▸ WHAT IS EXPECTED
Reproduce all entries verbatim, with nothing added or dropped.

▸ ENTRIES PROVIDED
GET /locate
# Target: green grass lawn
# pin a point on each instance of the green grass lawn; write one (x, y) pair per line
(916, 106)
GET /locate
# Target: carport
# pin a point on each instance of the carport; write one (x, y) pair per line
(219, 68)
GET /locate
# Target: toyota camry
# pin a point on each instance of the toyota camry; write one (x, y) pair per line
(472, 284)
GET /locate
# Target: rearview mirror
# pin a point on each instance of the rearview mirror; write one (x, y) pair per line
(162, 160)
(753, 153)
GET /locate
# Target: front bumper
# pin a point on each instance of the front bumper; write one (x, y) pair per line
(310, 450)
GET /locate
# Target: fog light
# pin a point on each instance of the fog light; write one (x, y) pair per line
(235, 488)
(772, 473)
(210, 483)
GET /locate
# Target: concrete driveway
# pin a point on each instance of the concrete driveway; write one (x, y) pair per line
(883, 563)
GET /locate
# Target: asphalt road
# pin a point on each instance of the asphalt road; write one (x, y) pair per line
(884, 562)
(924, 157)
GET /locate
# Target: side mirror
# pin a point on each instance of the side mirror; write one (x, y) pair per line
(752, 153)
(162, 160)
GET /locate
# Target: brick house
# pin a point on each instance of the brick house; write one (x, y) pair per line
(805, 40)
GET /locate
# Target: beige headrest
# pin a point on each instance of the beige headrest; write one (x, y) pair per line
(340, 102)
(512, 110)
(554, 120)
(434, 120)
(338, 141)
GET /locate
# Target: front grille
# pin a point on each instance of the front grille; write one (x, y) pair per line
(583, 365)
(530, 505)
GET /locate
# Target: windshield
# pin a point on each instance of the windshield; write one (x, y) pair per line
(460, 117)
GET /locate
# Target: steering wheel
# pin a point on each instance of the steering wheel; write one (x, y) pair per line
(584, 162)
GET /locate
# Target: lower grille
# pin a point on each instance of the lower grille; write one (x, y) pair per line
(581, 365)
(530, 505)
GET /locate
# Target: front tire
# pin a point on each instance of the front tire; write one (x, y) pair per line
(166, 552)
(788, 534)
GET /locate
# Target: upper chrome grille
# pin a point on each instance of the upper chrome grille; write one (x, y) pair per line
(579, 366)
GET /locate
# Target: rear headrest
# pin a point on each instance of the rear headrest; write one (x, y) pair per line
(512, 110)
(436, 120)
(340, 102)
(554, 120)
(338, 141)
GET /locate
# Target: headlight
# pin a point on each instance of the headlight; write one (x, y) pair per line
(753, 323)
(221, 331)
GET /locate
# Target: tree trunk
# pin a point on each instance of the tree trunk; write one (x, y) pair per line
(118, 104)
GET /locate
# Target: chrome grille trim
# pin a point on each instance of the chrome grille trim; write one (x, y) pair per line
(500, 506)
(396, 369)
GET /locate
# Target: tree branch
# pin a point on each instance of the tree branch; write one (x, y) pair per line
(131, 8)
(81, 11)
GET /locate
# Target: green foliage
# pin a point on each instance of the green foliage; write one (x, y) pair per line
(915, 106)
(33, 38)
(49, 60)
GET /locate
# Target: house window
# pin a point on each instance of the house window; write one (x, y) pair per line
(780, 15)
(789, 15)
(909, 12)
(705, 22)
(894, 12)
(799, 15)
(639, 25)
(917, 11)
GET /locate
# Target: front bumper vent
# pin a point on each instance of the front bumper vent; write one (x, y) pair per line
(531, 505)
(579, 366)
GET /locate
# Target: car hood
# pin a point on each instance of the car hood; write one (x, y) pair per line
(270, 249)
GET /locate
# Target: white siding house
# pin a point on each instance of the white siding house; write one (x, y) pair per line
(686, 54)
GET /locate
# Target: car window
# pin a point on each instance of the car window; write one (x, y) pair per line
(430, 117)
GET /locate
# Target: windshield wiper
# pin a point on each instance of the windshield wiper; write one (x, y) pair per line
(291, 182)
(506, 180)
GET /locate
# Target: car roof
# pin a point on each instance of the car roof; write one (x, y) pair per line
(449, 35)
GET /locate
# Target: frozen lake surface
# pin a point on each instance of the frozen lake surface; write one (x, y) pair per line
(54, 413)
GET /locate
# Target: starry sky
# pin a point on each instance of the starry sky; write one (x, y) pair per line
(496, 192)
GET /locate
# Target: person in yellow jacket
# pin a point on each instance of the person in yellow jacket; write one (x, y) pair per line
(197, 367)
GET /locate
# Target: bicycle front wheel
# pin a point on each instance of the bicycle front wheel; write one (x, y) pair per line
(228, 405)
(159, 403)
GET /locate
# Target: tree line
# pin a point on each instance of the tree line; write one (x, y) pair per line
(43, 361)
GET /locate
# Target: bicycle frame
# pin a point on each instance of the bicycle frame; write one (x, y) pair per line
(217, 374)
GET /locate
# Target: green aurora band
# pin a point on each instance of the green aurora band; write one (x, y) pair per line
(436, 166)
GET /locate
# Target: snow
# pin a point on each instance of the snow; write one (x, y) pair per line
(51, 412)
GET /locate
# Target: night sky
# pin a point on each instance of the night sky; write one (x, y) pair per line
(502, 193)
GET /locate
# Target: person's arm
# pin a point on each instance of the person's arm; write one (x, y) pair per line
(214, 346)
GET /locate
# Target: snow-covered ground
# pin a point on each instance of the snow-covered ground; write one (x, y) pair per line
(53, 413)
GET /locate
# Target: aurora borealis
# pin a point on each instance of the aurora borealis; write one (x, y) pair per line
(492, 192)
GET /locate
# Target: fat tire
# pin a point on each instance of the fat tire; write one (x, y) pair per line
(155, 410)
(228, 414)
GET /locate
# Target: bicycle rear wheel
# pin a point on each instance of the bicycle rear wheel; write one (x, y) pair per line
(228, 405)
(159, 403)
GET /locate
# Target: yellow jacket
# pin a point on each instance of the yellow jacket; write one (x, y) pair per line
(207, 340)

▸ CORRECT OUTPUT
GET /locate
# Target: green grass lawn
# pin a point on each instance of the green grass lawn; write one (x, y) pair per line
(916, 106)
GET /locate
# Target: carport
# pin a point on each instance of the carport; write one (x, y) pair per line
(219, 68)
GET /locate
# Target: toyota camry
# pin a point on each instance of the toyota camry; write one (x, y) pair per line
(472, 284)
GET /locate
# Target: rearview mirror
# pin a point on each instance of the rearview mirror; write one (x, y) pair per line
(162, 160)
(753, 153)
GET /locate
# Target: front bumper
# pin a point on each instance of the front bumper; write one (x, y) pair per line
(310, 450)
GET /locate
# Target: fog light
# pin a point on each instance of the fog light; write one (x, y) pair per line
(235, 488)
(772, 473)
(210, 483)
GET /locate
# Target: concrete driveway
# pin a point on each instance of the concrete driveway; write one (x, y) pair per line
(883, 563)
GET /locate
# Target: asphalt road
# pin a point on each instance of the asphalt road; write one (x, y) pair per line
(884, 562)
(924, 157)
GET /locate
# Target: side mirror
# pin a point on each instance of the side mirror; write one (x, y) pair per line
(752, 153)
(162, 160)
GET /locate
# Target: brick house
# pin a point on each instance of the brick house; write one (x, y) pair per line
(805, 40)
GET /locate
# Target: beige headrest
# pin a point on each instance of the beige headrest; write one (x, y) pair per line
(340, 102)
(512, 110)
(554, 120)
(434, 120)
(338, 141)
GET /locate
# Target: front grille
# pin a point on each instance of the front grille; write one (x, y) pair per line
(583, 365)
(530, 505)
GET /locate
# Target: windshield
# pin a point on each instance of the windshield; write one (x, y) pair per line
(460, 117)
GET /locate
# Target: steering wheel
# pin a point on each instance of the steering wheel; write one (x, y) pair per line
(584, 162)
GET /locate
# Target: lower grille
# pin a point on each instance of the lower grille; write one (x, y) pair per line
(581, 365)
(530, 505)
GET /locate
# Target: front tire
# pin a point on each instance of the front tire; write one (x, y) pair per line
(166, 552)
(788, 534)
GET /locate
# Target: upper chrome grille
# pin a point on each instance of the upper chrome grille; write one (x, y) pair per line
(579, 366)
GET /locate
# Target: rear headrest
# pin a point on each instance of the rear headrest; write one (x, y) pair per line
(512, 110)
(436, 120)
(340, 102)
(554, 120)
(338, 141)
GET /locate
# Target: headlight
# pin a point on each instance of the headlight; write one (x, y) pair per line
(753, 323)
(221, 331)
GET /locate
# Target: tree trunk
# pin a point on each instance of the tree trunk; write one (x, y) pair per line
(118, 104)
GET /locate
# Target: chrome grille trim
# pin a point on each instance of the chrome grille trim; write one (x, y) pair per line
(500, 506)
(396, 369)
GET /locate
# Target: tree branch
# pin a point on each instance of the tree branch; write one (x, y) pair per line
(131, 8)
(81, 11)
GET /locate
# Target: green foliage
# pin a point on each instance of the green foliage; write one (x, y) pair per line
(915, 106)
(33, 38)
(49, 60)
GET /locate
# Target: house window
# pin a point on each instance of the house window; write one (x, y) pair per line
(780, 15)
(789, 15)
(909, 12)
(705, 22)
(894, 12)
(799, 15)
(639, 25)
(917, 11)
GET /locate
# Target: front bumper vent
# pin a point on each instance of the front bumper vent; write one (x, y) pair per line
(531, 505)
(579, 366)
GET /locate
# Target: car hood
# pin a point on each instance of the car hood; write one (x, y) pair per line
(270, 249)
GET /locate
# Target: white siding house
# pin a point on each instance of the white siding house; write one (x, y) pair per line
(686, 54)
GET /locate
# Target: car window
# pin a point on each instance of the car window; write one (x, y) pair per line
(430, 117)
GET /locate
# Target: windshield wiper
# pin a point on each instance of the windshield wiper; write one (x, y) pair per line
(291, 182)
(506, 180)
GET /locate
# Target: car roof
# pin a point on each instance of the car roof; write one (x, y) pair per line
(449, 35)
GET /locate
# Target: frozen lake surface
# pin a point on each instance of the frozen lake surface; write one (x, y) pair per line
(54, 413)
GET /locate
# Target: starry sky
# pin a point on each instance of the starry sky; write one (x, y) pair per line
(496, 192)
GET /locate
# Target: person in yellow jacket
# pin a point on each instance of the person in yellow jacket; write one (x, y) pair per line
(197, 367)
GET /locate
# Target: bicycle front wheel
# pin a point on each instance of the bicycle front wheel; write one (x, y) pair per line
(228, 405)
(159, 403)
GET /locate
# Target: tree line
# pin a point on each instance of the tree line; write one (x, y) pair per line
(43, 361)
GET /locate
# Target: bicycle frame
# pin a point on each instance of the bicycle frame; write one (x, y) pair per line
(217, 374)
GET /locate
# Target: green aurora band
# pin a point on each instance of the green aurora band; write one (x, y) pair per line
(436, 166)
GET /locate
# Target: snow
# pin a point on each instance of the snow; write one (x, y) pair per line
(51, 412)
GET /locate
# Target: night sky
# pin a point on each instance of the night sky; write one (x, y) pair per line
(502, 193)
GET /locate
# Target: person's arm
# pin a point on each instance of the person's arm; write one (x, y) pair per line
(214, 346)
GET /locate
# Target: snow-covered ground
# pin a point on each instance of the snow-covered ground; write one (x, y) pair per line
(53, 413)
GET /locate
# Target: aurora borealis
# pin a point on each instance of the aurora borealis; write one (x, y) pair per line
(492, 192)
GET /locate
# Target: fat tire
# pin a point on each instance of the fat tire; write one (x, y) pair per line
(155, 410)
(228, 414)
GET /locate
# Target: bicycle rear wheel
# pin a point on each instance of the bicycle rear wheel; write one (x, y) pair per line
(228, 405)
(159, 403)
GET /locate
# Target: yellow jacket
# pin a point on each instance of the yellow jacket; write one (x, y) pair per line
(207, 340)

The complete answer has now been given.